======== DOCUMENTO
Il nostro Dio è un Dio di città, che abita le città, perché è un Dio con gli uomini, Immanuel; la Sua Parola non si esaurisce in una proposta religiosa privata o solo personale. Essa cerca e vuole una strada, una casa, una città da abitare e da trasformare. Chi vuole rinchiudere il Vangelo o la presenza dei cristiani dentro confini privati o intimistici, non ha compreso il desiderio di Dio. L’Incarnazione del Figlio di Dio è un fermento, è lievito destinato a far crescere ed amalgamare tutta la pasta, l’intera realtà dell’uomo, cosmo e storia, vita e città.
Il Natale di Cristo a Betlemme è dunque un passo di Dio verso la nostra terra e le nostre città, e l’invito rivolto già ai pastori e ai Magi, si ripete a noi oggi, ad andare fino a Betlemme, e da lì fino agli estremi confini della terra. La nascita del Signore nelle nostre città, vuole accendere dentro di noi una sorta di “passione politica”, suscitare la responsabilità di una cura per la città e la terra che abitiamo. Non per possederla o occuparla, ma per trasformarla da semplice agglomerato urbano al servizio di privati e personali interessi, in spazio e luogo di esperienza di comunione e di pace, di relazione e di condivisione.
Permettetemi allora stasera di volgere da qui uno sguardo partecipe e attento alle nostre città e al nostro modo di abitarle. Nella luce del Verbo di Dio, che viene ad abitare in mezzo a noi, vorrei soffermarmi con voi a contemplare questo “divino abitare” per accogliere, convertire ed elevare “l’umano abitare”.
L’abitare di Cristo tra noi è stato innanzitutto un atto di amore. Egli ha condiviso in tutto, eccetto il peccato (cfr Eb 4, 15), la nostra vita. Egli “passò beneficando e sanando” (Atti 10, 38): è entrato nelle nostre case, ha mangiato alla nostra tavola, ha bevuto il nostro vino, ha camminato per le nostre strade, ha giocato con i nostri bambini, ha gioito per le nostre feste ed ha pianto per i nostri morti. Egli non ha scelto la separazione e la distanza, né ha amato l’isolamento e la lontananza. Il Suo è stato uno stile di condivisione e di comunione, di partecipazione e di presenza. I suoi discepoli, noi cristiani, non possiamo non seguirne le orme. Se è vero che non abbiamo qui una città stabile ma camminiamo verso quella futura (cfr Ebr 13, 14) è anche vero che ci è stato chiesto di “restare in città” (cfr Lc 24, 49) per aprire in essa le vie del Regno.
In questa notte, celebrando la nascita di Cristo a Betlemme, noi proclamiamo, insieme agli angeli, l’amore per questa terra, per le sue città; noi vogliamo rispondere alla vocazione ricevuta di essere qui artefici di pace, profeti di speranza, testimoni convinti e convincenti di condivisione e di dialogo.
================
CONSEGNA 1:
Aggiorna il passo del testo sul Natale compreso tra "Il Natale di" e "e di condivisione.", estremi inclusi, mettendo "insediamento urbano" al posto di "agglomerato urbano".
CONSEGNA 2:
Nel testo sul Natale, in che cosa si vuole trasformare la città, anziché possederla o occuparla?
======== ELENCO VOCI
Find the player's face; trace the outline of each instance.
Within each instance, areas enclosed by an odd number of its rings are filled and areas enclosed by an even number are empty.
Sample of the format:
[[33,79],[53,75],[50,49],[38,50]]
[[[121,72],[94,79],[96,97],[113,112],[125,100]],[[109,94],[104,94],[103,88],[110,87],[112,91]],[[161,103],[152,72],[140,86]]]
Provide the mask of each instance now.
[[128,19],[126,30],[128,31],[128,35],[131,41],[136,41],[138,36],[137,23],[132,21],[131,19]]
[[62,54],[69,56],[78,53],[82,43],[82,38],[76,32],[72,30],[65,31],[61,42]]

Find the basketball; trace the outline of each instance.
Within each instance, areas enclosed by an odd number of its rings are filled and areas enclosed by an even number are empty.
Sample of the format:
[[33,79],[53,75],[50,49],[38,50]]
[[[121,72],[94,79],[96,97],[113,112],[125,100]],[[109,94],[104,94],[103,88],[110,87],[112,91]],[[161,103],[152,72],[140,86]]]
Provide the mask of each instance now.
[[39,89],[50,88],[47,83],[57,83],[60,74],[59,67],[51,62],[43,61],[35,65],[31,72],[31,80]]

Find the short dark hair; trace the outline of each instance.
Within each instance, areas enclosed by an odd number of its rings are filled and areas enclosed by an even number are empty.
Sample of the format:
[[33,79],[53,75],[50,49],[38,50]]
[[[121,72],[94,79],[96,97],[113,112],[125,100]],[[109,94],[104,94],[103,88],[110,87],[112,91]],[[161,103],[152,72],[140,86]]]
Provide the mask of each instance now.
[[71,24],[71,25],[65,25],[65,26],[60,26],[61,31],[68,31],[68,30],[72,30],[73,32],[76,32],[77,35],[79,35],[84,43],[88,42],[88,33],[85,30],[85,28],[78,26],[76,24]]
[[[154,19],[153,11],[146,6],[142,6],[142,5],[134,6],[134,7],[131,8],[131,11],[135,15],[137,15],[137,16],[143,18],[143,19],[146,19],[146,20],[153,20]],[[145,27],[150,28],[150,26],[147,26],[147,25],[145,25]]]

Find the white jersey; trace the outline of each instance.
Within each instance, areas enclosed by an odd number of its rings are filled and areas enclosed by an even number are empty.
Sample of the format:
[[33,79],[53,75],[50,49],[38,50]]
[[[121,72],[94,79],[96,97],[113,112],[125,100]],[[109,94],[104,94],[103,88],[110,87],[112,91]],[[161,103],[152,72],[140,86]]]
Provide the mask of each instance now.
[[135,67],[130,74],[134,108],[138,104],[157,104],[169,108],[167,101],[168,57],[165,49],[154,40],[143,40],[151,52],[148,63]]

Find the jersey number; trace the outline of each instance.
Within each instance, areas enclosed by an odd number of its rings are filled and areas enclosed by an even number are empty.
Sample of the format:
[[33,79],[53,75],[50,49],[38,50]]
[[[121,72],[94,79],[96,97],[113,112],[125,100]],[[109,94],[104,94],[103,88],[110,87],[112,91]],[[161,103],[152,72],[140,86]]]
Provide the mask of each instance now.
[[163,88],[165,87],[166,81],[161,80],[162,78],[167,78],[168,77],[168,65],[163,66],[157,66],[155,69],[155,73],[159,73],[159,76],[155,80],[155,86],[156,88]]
================
RISULTATO 1:
Il Natale di Cristo a Betlemme è dunque un passo di Dio verso la nostra terra e le nostre città, e l’invito rivolto già ai pastori e ai Magi, si ripete a noi oggi, ad andare fino a Betlemme, e da lì fino agli estremi confini della terra. La nascita del Signore nelle nostre città, vuole accendere dentro di noi una sorta di “passione politica”, suscitare la responsabilità di una cura per la città e la terra che abitiamo. Non per possederla o occuparla, ma per trasformarla da semplice insediamento urbano al servizio di privati e personali interessi, in spazio e luogo di esperienza di comunione e di pace, di relazione e di condivisione.

RISULTATO 2:
In spazio e luogo di esperienza di comunione e di pace, di relazione e di condivisione.